-- Opening Marker --

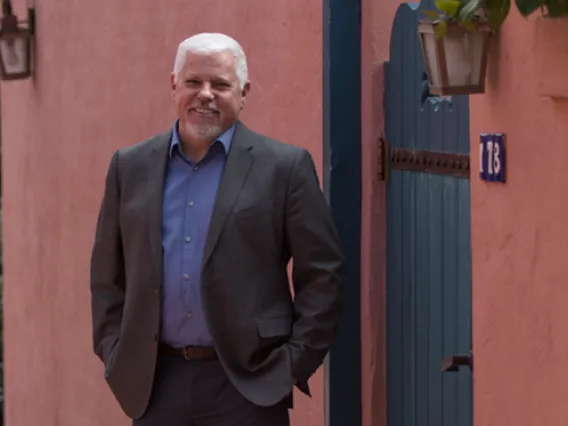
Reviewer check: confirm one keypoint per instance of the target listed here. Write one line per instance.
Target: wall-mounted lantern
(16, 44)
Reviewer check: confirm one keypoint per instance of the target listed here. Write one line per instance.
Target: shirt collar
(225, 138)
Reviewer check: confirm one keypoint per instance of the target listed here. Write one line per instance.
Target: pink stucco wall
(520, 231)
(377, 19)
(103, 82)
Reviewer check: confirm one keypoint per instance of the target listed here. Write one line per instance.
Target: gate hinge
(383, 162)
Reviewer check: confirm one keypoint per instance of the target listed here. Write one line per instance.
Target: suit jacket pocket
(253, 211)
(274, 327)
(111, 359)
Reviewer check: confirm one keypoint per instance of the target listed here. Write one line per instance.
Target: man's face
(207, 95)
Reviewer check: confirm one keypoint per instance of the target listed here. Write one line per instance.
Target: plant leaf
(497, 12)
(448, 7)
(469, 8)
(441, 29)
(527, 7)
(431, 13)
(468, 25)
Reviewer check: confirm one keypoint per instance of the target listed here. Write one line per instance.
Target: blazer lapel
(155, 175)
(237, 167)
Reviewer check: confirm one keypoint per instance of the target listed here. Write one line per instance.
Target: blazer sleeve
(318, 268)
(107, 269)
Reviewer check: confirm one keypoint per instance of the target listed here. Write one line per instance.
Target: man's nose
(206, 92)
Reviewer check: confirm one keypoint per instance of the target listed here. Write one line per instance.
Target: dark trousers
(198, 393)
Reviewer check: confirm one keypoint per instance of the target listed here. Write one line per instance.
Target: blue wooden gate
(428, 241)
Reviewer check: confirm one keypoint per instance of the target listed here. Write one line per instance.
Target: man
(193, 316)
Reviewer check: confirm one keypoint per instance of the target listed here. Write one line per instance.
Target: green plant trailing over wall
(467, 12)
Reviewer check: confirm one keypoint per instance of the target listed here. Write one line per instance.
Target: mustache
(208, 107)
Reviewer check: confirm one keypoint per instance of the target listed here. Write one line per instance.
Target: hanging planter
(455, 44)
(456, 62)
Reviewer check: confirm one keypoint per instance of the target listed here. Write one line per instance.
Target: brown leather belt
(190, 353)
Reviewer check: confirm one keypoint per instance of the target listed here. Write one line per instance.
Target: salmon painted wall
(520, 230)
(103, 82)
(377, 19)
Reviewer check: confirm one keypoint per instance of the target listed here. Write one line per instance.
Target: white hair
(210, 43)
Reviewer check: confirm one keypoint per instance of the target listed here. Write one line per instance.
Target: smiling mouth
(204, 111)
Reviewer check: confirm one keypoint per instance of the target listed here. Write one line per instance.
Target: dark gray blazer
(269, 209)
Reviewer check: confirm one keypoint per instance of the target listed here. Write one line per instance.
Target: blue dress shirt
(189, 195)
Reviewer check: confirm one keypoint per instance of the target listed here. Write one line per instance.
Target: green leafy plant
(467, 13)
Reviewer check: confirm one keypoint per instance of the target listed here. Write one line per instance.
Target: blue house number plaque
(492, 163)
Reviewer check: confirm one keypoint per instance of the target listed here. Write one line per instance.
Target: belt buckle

-- Closing Marker --

> _DIRECTIONS_
Please print the data above once more, exactly and without images.

> _RESPONSE TO THIS EXERCISE_
Reviewer check: confirm one keypoint per instance of the target listed here. Write one line per instance.
Target: wall-mounted lantern
(16, 44)
Reviewer check: confirm one keypoint per instance of the target listed here. Write one line per instance.
Target: shirt collar
(225, 138)
Reviewer check: confirm one keypoint per instance of the target listed here. Write one line per instance.
Target: pink stucco wall
(520, 231)
(377, 19)
(103, 82)
Reviewer check: confirm one keypoint per instance of the target listed here. Write one line per instance.
Target: gate hinge
(383, 162)
Reviewer check: confirm one keypoint per instance of the target listed here. Write one line per instance.
Target: suit jacket pocket
(253, 211)
(274, 327)
(111, 359)
Reviewer check: confirm one keypoint per instance of the target listed here. Write one line per instance.
Target: man's face
(207, 95)
Reviewer check: confirm one keypoint per instance of the target listed here. Write one line per instance.
Target: plant leaf
(497, 12)
(448, 7)
(469, 8)
(441, 29)
(527, 7)
(431, 13)
(468, 25)
Reviewer check: confirm one keypoint per instance of the target listed here. Write one line per instance.
Target: blazer lapel
(155, 175)
(237, 167)
Reviewer check: confirm one keypoint per instance of the target listed here. Write one line per instance.
Target: blazer sleeve
(318, 268)
(107, 269)
Reviewer check: confirm one keypoint per instance of the target listed here. Write one line per instance.
Target: man's nose
(206, 92)
Reviewer check: confirm one keypoint per instance of the target listed here. Write one line per instance.
Target: dark trousers
(198, 393)
Reviewer check: confirm one keypoint per instance of the target listed here. Write one line per instance.
Target: blue wooden gate
(428, 241)
Reviewer check: confirm one keypoint per instance of the target listed here. Write one line per instance.
Target: man
(193, 316)
Reviewer check: confirm one keypoint per instance of the target listed here. Write one line per instance.
Target: green plant trailing over wall
(467, 12)
Reviewer check: confirm one keypoint per instance of the target listed here. Write one line per instance.
Target: mustache
(208, 107)
Reviewer check: confirm one keypoint per instance of the target listed here. Write one line per instance.
Target: hanging planter
(455, 44)
(456, 62)
Reviewer check: confirm one keypoint per instance of the target listed here. Write one line per instance.
Target: brown leather belt
(190, 353)
Reviewer check: confirm one keypoint per instance of the target listed here. Write one line per instance.
Target: salmon painted wall
(520, 230)
(103, 82)
(377, 19)
Reviewer check: confirm one keypoint per instance of the target listed here. Write one line per instance.
Target: white hair
(210, 43)
Reviewer check: confirm one keypoint per instance of the target listed here. Write one line per instance.
Target: smiling mouth
(204, 111)
Reviewer check: confirm one keypoint per instance of the target listed here. Write one line per instance.
Target: dark gray blazer
(269, 209)
Reviewer check: confirm one keypoint per instance of the target listed here. Write one line per instance.
Target: blue dress shirt
(189, 195)
Reviewer check: confirm one keypoint per instance of the target listed here. Write one line per instance.
Target: green leafy plant
(467, 13)
Reviewer check: confirm one keypoint per instance of the target listed here. Write one line per instance.
Target: blue house number plaque
(492, 163)
Reviewer check: confirm one keypoint per instance of the target listed here. Write one line per instance.
Target: belt buckle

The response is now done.